- **Exercise directions**
Could you rewrite the records from the line containing "query | kohlrabi" through the end of the records, with "instance" replaced by "occurrence" and everything else unchanged? Leave the pictures out of your answer.

»»

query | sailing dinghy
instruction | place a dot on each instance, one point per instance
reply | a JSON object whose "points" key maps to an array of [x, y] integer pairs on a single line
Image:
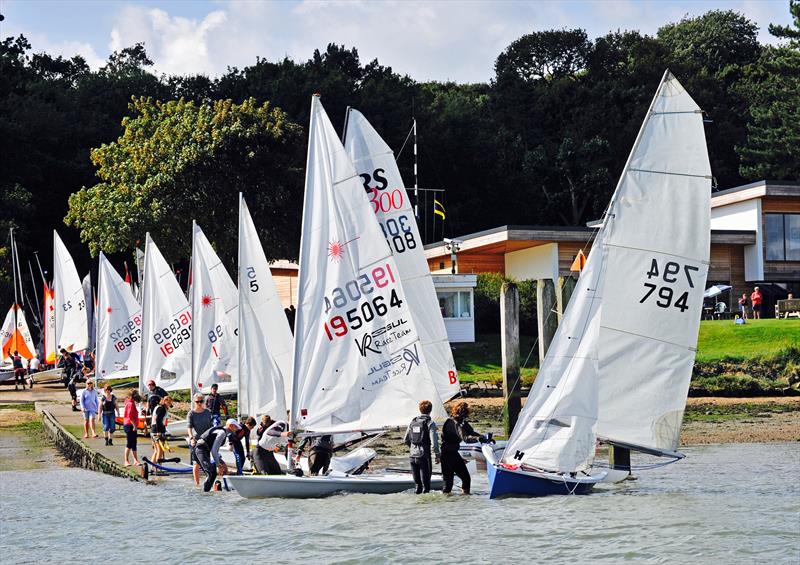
{"points": [[619, 366], [358, 361]]}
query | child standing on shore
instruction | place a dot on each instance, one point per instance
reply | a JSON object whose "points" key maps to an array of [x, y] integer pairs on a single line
{"points": [[108, 407]]}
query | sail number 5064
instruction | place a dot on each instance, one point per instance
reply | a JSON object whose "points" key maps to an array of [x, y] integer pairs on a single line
{"points": [[665, 293]]}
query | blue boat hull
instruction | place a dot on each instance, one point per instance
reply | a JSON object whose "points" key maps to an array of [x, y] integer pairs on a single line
{"points": [[508, 483]]}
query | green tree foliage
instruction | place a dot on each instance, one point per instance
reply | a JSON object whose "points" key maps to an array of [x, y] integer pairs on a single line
{"points": [[180, 161], [772, 87]]}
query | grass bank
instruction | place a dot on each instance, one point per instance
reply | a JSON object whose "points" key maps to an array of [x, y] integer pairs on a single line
{"points": [[760, 358]]}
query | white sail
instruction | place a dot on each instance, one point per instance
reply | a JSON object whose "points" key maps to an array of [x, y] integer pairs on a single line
{"points": [[49, 325], [215, 317], [166, 325], [88, 299], [358, 362], [656, 241], [119, 325], [265, 339], [72, 332], [16, 337], [375, 163], [620, 363]]}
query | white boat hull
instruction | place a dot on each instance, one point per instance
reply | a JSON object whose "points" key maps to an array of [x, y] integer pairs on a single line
{"points": [[289, 486]]}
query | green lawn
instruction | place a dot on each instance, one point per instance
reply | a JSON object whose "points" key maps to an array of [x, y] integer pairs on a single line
{"points": [[719, 339], [722, 338]]}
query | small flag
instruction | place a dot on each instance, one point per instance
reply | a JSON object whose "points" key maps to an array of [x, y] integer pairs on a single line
{"points": [[579, 263], [438, 208]]}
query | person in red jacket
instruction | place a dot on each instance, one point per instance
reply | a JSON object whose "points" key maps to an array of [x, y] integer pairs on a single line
{"points": [[756, 300], [130, 422]]}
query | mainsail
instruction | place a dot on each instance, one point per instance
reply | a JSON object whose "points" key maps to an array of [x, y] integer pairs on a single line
{"points": [[72, 332], [265, 340], [166, 325], [375, 163], [215, 315], [620, 363], [49, 325], [358, 361], [119, 326], [16, 336]]}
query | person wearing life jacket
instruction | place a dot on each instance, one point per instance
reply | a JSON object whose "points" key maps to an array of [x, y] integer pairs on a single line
{"points": [[207, 451], [240, 452], [320, 454], [455, 430], [272, 436], [421, 437], [19, 370]]}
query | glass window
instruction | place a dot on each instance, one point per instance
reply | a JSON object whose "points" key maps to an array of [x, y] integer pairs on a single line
{"points": [[465, 304], [792, 235], [774, 235], [455, 304], [448, 304]]}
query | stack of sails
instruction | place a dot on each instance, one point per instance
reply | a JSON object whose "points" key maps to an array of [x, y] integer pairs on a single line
{"points": [[619, 365], [375, 163]]}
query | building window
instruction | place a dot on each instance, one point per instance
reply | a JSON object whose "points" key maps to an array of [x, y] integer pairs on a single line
{"points": [[455, 304], [782, 237]]}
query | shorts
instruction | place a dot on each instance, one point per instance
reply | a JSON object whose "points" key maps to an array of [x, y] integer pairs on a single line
{"points": [[130, 436], [109, 423]]}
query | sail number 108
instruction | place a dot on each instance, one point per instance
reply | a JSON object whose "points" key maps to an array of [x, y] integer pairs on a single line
{"points": [[665, 295]]}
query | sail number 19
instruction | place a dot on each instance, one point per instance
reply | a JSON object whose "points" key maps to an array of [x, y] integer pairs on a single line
{"points": [[664, 293]]}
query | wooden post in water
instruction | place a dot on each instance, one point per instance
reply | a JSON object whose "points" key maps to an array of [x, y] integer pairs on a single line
{"points": [[566, 285], [509, 345], [547, 322]]}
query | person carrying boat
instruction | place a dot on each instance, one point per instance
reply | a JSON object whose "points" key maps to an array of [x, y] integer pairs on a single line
{"points": [[216, 404], [198, 420], [235, 441], [455, 430], [207, 451], [420, 438], [320, 453], [271, 438]]}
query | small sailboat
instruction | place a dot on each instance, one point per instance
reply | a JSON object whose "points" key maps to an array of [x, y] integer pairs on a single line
{"points": [[619, 366], [119, 326], [166, 325], [358, 361]]}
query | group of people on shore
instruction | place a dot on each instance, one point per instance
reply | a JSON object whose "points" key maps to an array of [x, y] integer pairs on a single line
{"points": [[209, 428]]}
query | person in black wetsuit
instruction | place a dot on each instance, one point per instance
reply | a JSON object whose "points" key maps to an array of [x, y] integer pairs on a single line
{"points": [[455, 430], [235, 440], [421, 437]]}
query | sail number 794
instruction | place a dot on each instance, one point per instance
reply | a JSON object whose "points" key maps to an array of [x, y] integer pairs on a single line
{"points": [[665, 294]]}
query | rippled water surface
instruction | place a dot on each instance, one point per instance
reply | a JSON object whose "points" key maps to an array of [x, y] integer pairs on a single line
{"points": [[723, 504]]}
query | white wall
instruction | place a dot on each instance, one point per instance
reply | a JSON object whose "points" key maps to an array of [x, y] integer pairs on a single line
{"points": [[744, 216], [540, 262]]}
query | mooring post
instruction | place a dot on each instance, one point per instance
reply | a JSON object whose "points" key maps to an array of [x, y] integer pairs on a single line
{"points": [[566, 285], [509, 344], [546, 322]]}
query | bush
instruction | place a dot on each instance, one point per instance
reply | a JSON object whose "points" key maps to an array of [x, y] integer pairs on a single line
{"points": [[487, 304]]}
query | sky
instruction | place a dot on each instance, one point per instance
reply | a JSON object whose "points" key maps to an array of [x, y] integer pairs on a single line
{"points": [[436, 40]]}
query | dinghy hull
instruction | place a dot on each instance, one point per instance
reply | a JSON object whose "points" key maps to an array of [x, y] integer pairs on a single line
{"points": [[505, 482], [289, 486]]}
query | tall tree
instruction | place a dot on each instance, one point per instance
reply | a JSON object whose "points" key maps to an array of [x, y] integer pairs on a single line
{"points": [[180, 161]]}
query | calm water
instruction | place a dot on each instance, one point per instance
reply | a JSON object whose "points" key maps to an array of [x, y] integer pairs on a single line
{"points": [[723, 504]]}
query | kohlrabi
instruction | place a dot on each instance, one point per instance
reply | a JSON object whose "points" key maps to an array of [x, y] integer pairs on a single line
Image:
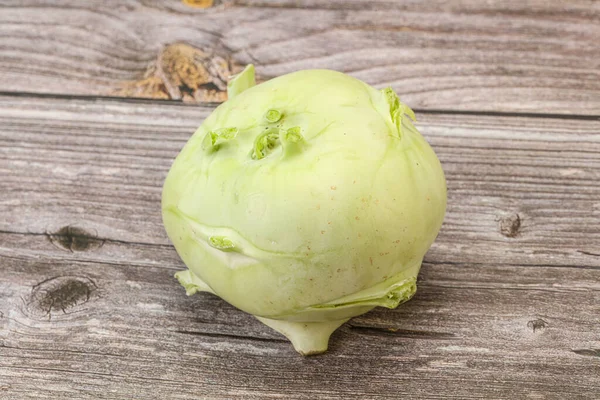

««

- **Full solution**
query | kohlrabi
instruction | place a dot on each occurrence, one point per occurrence
reply | a JSON object whose "points" key maps to an array of [x, y] integer pairs on a single line
Image:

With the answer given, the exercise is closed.